## What to do
Substitute "Please mark" for every occurrence of "Would you mind marking" in the entries below. Reproduce all of the entries in full, with no other changes.

Coordinate labeling data:
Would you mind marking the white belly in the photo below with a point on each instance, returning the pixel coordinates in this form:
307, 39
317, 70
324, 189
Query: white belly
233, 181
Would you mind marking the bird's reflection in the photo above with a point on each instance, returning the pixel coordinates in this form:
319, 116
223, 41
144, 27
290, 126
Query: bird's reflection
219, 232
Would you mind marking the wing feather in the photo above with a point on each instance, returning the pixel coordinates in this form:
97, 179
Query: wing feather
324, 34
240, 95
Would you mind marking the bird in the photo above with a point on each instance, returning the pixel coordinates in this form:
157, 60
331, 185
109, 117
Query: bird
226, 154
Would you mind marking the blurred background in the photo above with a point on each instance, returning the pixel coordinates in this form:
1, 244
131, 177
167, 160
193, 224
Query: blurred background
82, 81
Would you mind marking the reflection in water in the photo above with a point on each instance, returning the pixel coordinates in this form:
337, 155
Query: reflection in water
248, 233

## Result for this exercise
Please mark the white belly in the photo below with a point on each instance, returning the pixel coordinates in this form:
307, 39
317, 70
324, 189
Query: white belly
233, 181
Please mark the bird's reflection in the photo above with a point on each instance, returning the pixel coordinates in this form:
319, 116
223, 41
144, 27
290, 126
Query: bird's reflection
219, 232
Please mark the wing feather in the photo above with a point on each instance, returning the pixel coordinates in this form:
97, 179
Query: wing feather
324, 34
240, 95
Please mark the bird in the photo above with a point on each instance, returning the pixel coordinates in this form:
157, 60
331, 185
109, 117
Query: bird
226, 154
Please mark the blurred background in the photo above with a point on each instance, returning the pixel coordinates in this form:
1, 244
131, 177
167, 160
193, 224
Query: blurred background
82, 81
Please mark the reflection in water in the photo above with a point on each instance, returning the pixel coordinates in this form:
337, 155
Query: reflection in water
248, 233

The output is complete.